[Stored items]

..........

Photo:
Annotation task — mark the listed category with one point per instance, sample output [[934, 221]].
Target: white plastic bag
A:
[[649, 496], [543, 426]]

..........

* _Task goal_
Output nothing but the lines from the one containing "Annotation task —" through the last line of the data, exactly as they stand.

* _Response to this exercise_
Annotation task — mark the listed category with one point per instance, sample output [[934, 221]].
Target: white plastic bag
A:
[[649, 496], [543, 426]]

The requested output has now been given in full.